INFORMATION SUPPLIED below:

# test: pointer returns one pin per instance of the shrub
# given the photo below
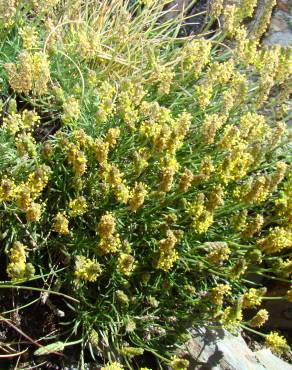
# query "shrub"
(143, 176)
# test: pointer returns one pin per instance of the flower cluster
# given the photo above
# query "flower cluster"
(18, 268)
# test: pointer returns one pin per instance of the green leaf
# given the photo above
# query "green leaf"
(53, 347)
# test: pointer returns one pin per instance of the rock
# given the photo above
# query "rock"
(218, 349)
(269, 361)
(280, 38)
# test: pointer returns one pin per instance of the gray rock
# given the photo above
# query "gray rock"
(218, 349)
(267, 359)
(280, 38)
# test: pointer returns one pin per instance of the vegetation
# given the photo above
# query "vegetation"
(144, 176)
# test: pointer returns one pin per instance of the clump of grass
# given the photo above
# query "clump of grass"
(166, 185)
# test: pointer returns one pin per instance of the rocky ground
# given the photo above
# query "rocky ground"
(280, 30)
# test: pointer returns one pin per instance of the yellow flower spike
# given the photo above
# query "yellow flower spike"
(276, 135)
(167, 254)
(26, 145)
(204, 93)
(216, 8)
(71, 110)
(230, 17)
(86, 269)
(7, 189)
(218, 252)
(207, 167)
(113, 366)
(122, 297)
(262, 24)
(253, 227)
(7, 12)
(131, 351)
(186, 180)
(29, 37)
(17, 267)
(61, 224)
(126, 264)
(195, 55)
(166, 182)
(289, 294)
(253, 297)
(212, 124)
(112, 136)
(259, 319)
(217, 294)
(253, 127)
(110, 244)
(78, 206)
(278, 238)
(277, 177)
(137, 196)
(101, 150)
(276, 343)
(215, 198)
(162, 76)
(106, 225)
(23, 197)
(230, 138)
(122, 193)
(247, 8)
(38, 180)
(77, 159)
(202, 219)
(34, 212)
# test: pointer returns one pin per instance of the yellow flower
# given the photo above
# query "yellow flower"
(259, 319)
(17, 267)
(61, 224)
(86, 269)
(78, 206)
(101, 150)
(109, 244)
(106, 226)
(261, 26)
(212, 124)
(186, 180)
(122, 297)
(112, 136)
(7, 12)
(131, 351)
(289, 294)
(26, 145)
(167, 254)
(217, 294)
(7, 189)
(77, 159)
(113, 366)
(253, 227)
(167, 175)
(216, 8)
(277, 239)
(29, 37)
(34, 212)
(219, 252)
(253, 297)
(30, 73)
(195, 55)
(71, 109)
(276, 343)
(126, 264)
(137, 196)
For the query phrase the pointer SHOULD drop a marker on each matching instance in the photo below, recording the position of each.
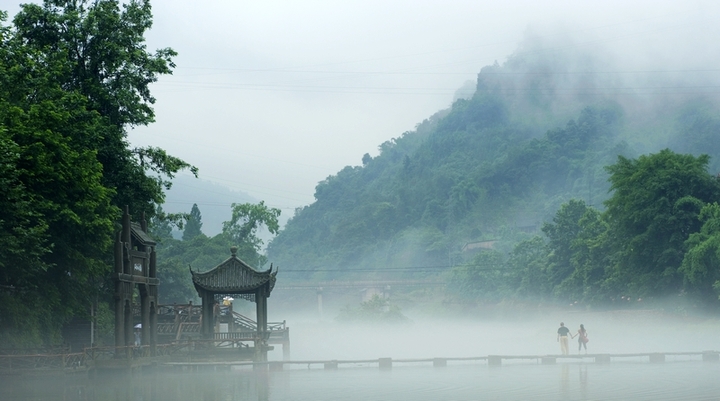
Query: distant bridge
(320, 285)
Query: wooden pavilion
(235, 278)
(135, 266)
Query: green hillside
(498, 168)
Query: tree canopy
(74, 75)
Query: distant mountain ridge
(538, 131)
(213, 200)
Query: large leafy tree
(193, 227)
(653, 210)
(243, 228)
(73, 76)
(701, 264)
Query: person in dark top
(582, 338)
(562, 338)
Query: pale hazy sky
(271, 97)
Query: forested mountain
(542, 133)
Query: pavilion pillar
(207, 326)
(152, 273)
(129, 337)
(261, 309)
(144, 315)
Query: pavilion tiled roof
(233, 276)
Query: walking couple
(563, 333)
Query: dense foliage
(74, 76)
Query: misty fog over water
(689, 380)
(679, 378)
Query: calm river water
(623, 380)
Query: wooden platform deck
(490, 360)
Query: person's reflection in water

End of INFORMATION SUPPLIED.

### ASSIGNMENT:
Reproduce each entry exactly, without the pictures.

### FINAL ANSWER:
# test: pointer returns one pin per instance of the shrub
# given the photo below
# query "shrub"
(143, 176)
# test: pointer returns one pin per instance of the flower cluster
# given the photo above
# query "flower cluster"
(18, 268)
# test: pointer returns one pin per instance of the green leaf
# given the photo above
# query "green leaf"
(53, 347)
# test: pointer returns one pin per instance of the rock
# given the photo above
# query "rock"
(218, 349)
(269, 361)
(280, 38)
# test: pointer returns one pin per instance of the gray rock
# given the photo above
# query "gray rock"
(218, 349)
(267, 359)
(280, 38)
# test: pointer returns one pin per instance of the vegetation
# given the photo above
# query "vegetation"
(144, 176)
# test: pointer returns one pin per instance of the clump of grass
# given the photo above
# query "clump of grass"
(166, 185)
# test: pointer returns one pin per instance of the rocky ground
# given the photo above
# query "rocky ground"
(280, 30)
# test: pointer returns one pin per instance of the yellow flower spike
# given the photo above
# query "yellow flower spike"
(276, 135)
(167, 254)
(26, 145)
(204, 93)
(216, 8)
(71, 110)
(230, 17)
(86, 269)
(7, 189)
(218, 252)
(207, 167)
(113, 366)
(122, 297)
(262, 24)
(253, 227)
(7, 12)
(131, 351)
(186, 180)
(29, 37)
(17, 267)
(61, 224)
(126, 264)
(195, 55)
(166, 182)
(289, 294)
(253, 297)
(212, 124)
(112, 136)
(259, 319)
(217, 294)
(253, 127)
(110, 244)
(78, 206)
(278, 238)
(277, 177)
(137, 196)
(101, 150)
(276, 343)
(215, 198)
(162, 76)
(106, 225)
(23, 197)
(230, 138)
(122, 193)
(247, 8)
(38, 180)
(77, 159)
(202, 219)
(34, 212)
# test: pointer returns one pin per instance of the yellow flower
# given the photo above
# query "yellow flower"
(259, 319)
(17, 267)
(61, 224)
(86, 269)
(78, 206)
(101, 150)
(109, 244)
(106, 226)
(261, 26)
(212, 124)
(186, 180)
(122, 297)
(112, 136)
(7, 12)
(131, 351)
(289, 294)
(26, 145)
(167, 254)
(217, 294)
(7, 189)
(77, 159)
(113, 366)
(253, 227)
(167, 175)
(216, 8)
(277, 239)
(29, 37)
(34, 212)
(219, 252)
(253, 297)
(30, 73)
(195, 55)
(71, 109)
(276, 343)
(126, 264)
(137, 196)
For the query phrase the pointer SHOULD drop a marker on each matching instance in the photo below, recording the position of each.
Query: distant bridge
(320, 285)
Query: wooden pavilion
(235, 278)
(135, 266)
Query: green hillside
(498, 168)
Query: tree canopy
(74, 75)
Query: distant mountain ridge
(538, 131)
(213, 200)
Query: large leafy tree
(193, 227)
(653, 210)
(243, 228)
(73, 76)
(701, 264)
Query: person in dark top
(582, 338)
(562, 338)
Query: pale hazy sky
(271, 97)
Query: forested mountain
(542, 133)
Query: pavilion pillar
(207, 326)
(152, 273)
(129, 337)
(261, 309)
(144, 315)
Query: pavilion tiled roof
(233, 276)
Query: walking couple
(563, 333)
Query: dense foliage
(74, 76)
Query: misty fog over water
(689, 380)
(679, 378)
Query: calm river water
(623, 380)
Query: wooden platform deck
(490, 360)
Query: person's reflection in water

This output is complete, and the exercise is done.